-------- SUPPLIED TEXT
Hi all, I'm an undergrad learning how to process some data given to me by my mentor. This is bulk RNA-seq data, aligned by STAR and assigned using featureCounts. I pre-filtered using rowSums(counts(dds))>=10 and ran DESeq and set an alpha=0.05. However, I got a weird-looking MA graph with diagonal lines. I'm not too sure why it looks like that. The MA plot was plotted using plotMA(). Even weirder is that my PCA plot has PC1 with 98.684% variance and PC2 with 0.582% variance. I'm quite confused and not sure how to go from here. I already ran vst(dds,blind=FALSE) before using the data in the plotPCA() function. My biggest question is, how likely is that PC1 is able to actually capture 98% of the variation and have this not be due to some technical artefact? What can I do to make sure this is an actual biological difference? And if my PCA plot is incorrect, what steps can I take to check what went wrong?
I'm still learning and always happy to learn more but I am quite new to bulk RNA-seq so I would appreciate any guidance on what I can do to troubleshoot this. I am more than happy to provide any details about the data. Thank you.
It is very unlikely unless something bad (very bad) happened during samples preparation: extraction, library preparation and sequencing
Hi, sorry what do you mean by that? As my results are likely caused by something very bad happening during sample preparation?
Check the RNA quality (RIN); check if RNA is completely degraded in one group of samples compared to the other.
----------------
__SET OF TASKS__:
A. In the RNA-seq thread, why does the replier doubt that PC1 could really capture 98% of the variation, and what is the poster told to check? Answer in one to three sentences.
B. Please continue the RNA-seq forum thread with the next post after its final reply.
The items that come after this text are separate material.
-------- RECORDS PROVIDED
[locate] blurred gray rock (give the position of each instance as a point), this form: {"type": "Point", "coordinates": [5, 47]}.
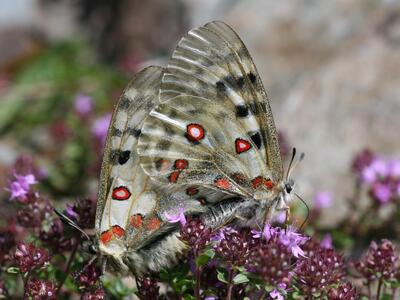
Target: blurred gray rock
{"type": "Point", "coordinates": [331, 69]}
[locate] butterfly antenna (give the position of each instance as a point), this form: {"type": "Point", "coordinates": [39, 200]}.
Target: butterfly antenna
{"type": "Point", "coordinates": [308, 211]}
{"type": "Point", "coordinates": [292, 167]}
{"type": "Point", "coordinates": [291, 161]}
{"type": "Point", "coordinates": [71, 223]}
{"type": "Point", "coordinates": [85, 267]}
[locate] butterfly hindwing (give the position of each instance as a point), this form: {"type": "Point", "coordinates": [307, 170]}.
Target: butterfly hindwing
{"type": "Point", "coordinates": [125, 193]}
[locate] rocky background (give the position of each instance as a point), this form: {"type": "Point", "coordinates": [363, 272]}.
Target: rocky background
{"type": "Point", "coordinates": [331, 68]}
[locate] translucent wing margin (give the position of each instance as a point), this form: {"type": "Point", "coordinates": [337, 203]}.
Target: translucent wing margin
{"type": "Point", "coordinates": [213, 63]}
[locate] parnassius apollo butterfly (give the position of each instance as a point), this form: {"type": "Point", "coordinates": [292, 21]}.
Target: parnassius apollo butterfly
{"type": "Point", "coordinates": [197, 136]}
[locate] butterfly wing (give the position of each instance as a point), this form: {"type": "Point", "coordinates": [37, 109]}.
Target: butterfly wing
{"type": "Point", "coordinates": [131, 208]}
{"type": "Point", "coordinates": [214, 125]}
{"type": "Point", "coordinates": [125, 192]}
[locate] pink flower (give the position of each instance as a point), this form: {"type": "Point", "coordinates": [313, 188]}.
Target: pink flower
{"type": "Point", "coordinates": [394, 168]}
{"type": "Point", "coordinates": [19, 188]}
{"type": "Point", "coordinates": [275, 294]}
{"type": "Point", "coordinates": [177, 217]}
{"type": "Point", "coordinates": [381, 192]}
{"type": "Point", "coordinates": [83, 105]}
{"type": "Point", "coordinates": [278, 293]}
{"type": "Point", "coordinates": [289, 238]}
{"type": "Point", "coordinates": [322, 199]}
{"type": "Point", "coordinates": [368, 175]}
{"type": "Point", "coordinates": [326, 242]}
{"type": "Point", "coordinates": [280, 217]}
{"type": "Point", "coordinates": [380, 167]}
{"type": "Point", "coordinates": [100, 127]}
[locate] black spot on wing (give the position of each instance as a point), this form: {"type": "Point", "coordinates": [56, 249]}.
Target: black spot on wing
{"type": "Point", "coordinates": [135, 132]}
{"type": "Point", "coordinates": [116, 132]}
{"type": "Point", "coordinates": [254, 108]}
{"type": "Point", "coordinates": [240, 82]}
{"type": "Point", "coordinates": [256, 138]}
{"type": "Point", "coordinates": [220, 86]}
{"type": "Point", "coordinates": [252, 77]}
{"type": "Point", "coordinates": [124, 157]}
{"type": "Point", "coordinates": [124, 104]}
{"type": "Point", "coordinates": [164, 145]}
{"type": "Point", "coordinates": [242, 111]}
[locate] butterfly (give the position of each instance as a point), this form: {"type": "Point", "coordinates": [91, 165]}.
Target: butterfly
{"type": "Point", "coordinates": [197, 136]}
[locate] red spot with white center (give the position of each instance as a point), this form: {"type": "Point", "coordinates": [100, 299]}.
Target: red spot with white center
{"type": "Point", "coordinates": [173, 177]}
{"type": "Point", "coordinates": [269, 184]}
{"type": "Point", "coordinates": [242, 145]}
{"type": "Point", "coordinates": [106, 236]}
{"type": "Point", "coordinates": [181, 164]}
{"type": "Point", "coordinates": [223, 183]}
{"type": "Point", "coordinates": [116, 230]}
{"type": "Point", "coordinates": [192, 190]}
{"type": "Point", "coordinates": [239, 178]}
{"type": "Point", "coordinates": [202, 201]}
{"type": "Point", "coordinates": [259, 181]}
{"type": "Point", "coordinates": [194, 132]}
{"type": "Point", "coordinates": [154, 223]}
{"type": "Point", "coordinates": [136, 221]}
{"type": "Point", "coordinates": [121, 193]}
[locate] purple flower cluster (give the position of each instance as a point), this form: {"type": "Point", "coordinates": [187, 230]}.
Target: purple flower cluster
{"type": "Point", "coordinates": [232, 247]}
{"type": "Point", "coordinates": [20, 187]}
{"type": "Point", "coordinates": [147, 288]}
{"type": "Point", "coordinates": [319, 271]}
{"type": "Point", "coordinates": [380, 176]}
{"type": "Point", "coordinates": [29, 257]}
{"type": "Point", "coordinates": [38, 289]}
{"type": "Point", "coordinates": [287, 237]}
{"type": "Point", "coordinates": [380, 261]}
{"type": "Point", "coordinates": [83, 105]}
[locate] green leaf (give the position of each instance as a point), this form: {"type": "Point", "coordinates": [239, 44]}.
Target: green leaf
{"type": "Point", "coordinates": [13, 270]}
{"type": "Point", "coordinates": [240, 278]}
{"type": "Point", "coordinates": [221, 277]}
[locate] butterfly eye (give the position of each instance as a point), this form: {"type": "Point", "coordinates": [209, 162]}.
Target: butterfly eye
{"type": "Point", "coordinates": [288, 188]}
{"type": "Point", "coordinates": [93, 249]}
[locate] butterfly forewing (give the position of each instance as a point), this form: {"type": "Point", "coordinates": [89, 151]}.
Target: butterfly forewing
{"type": "Point", "coordinates": [214, 113]}
{"type": "Point", "coordinates": [212, 62]}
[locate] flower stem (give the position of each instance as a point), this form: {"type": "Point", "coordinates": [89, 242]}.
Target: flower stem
{"type": "Point", "coordinates": [68, 267]}
{"type": "Point", "coordinates": [378, 293]}
{"type": "Point", "coordinates": [197, 289]}
{"type": "Point", "coordinates": [230, 285]}
{"type": "Point", "coordinates": [394, 290]}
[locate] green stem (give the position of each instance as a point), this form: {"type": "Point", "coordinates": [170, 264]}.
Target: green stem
{"type": "Point", "coordinates": [230, 285]}
{"type": "Point", "coordinates": [25, 279]}
{"type": "Point", "coordinates": [394, 290]}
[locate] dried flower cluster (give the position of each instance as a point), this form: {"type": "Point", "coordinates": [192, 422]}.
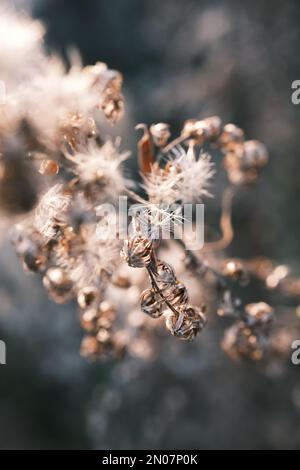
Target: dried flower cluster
{"type": "Point", "coordinates": [57, 166]}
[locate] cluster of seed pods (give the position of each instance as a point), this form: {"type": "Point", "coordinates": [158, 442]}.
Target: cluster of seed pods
{"type": "Point", "coordinates": [167, 296]}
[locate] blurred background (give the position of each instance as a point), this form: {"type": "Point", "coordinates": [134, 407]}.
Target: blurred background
{"type": "Point", "coordinates": [183, 59]}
----------------
__ANSWERS TO THE TASKS__:
A. The replier says such a result is very unlikely unless something very bad happened during sample preparation, meaning extraction, library preparation or sequencing. The poster is told to check RNA quality (RIN) and whether the RNA is completely degraded in one group of samples compared to the other.

B.
Ensure that the same library preparation and sequencing protocols have been used for all samples.
Explain the type of samples you are comparing. There could be a biological explanation for why PC1 in the PCA plot accounts for 98.684% of the variance, assuming all samples are independent biological replicates and not multiple sequencing runs of RNA extracted from just two samples (one per treatment).
One group is an immortalized cell line. The other is the same cell type, but derived from stem cells. I only have access to the fastq files. Is there any other way to check RNA quality?
You should ask the person who prepared the RNA samples
That could explain the large variance you see in PC1. However, you should discuss this with your mentor, as I am not an expert in this specific field. I primarily work with RNA-seq on bacteria.
Perhaps this task was given to you simply as an exercise to learn how to process RNA-seq data.
According to the MA plot, maybe try set a higher threshold for filtering? i.e. your
rowSums(counts(dds))>=10
partHmm, I tried 20, 30. Still had the same result.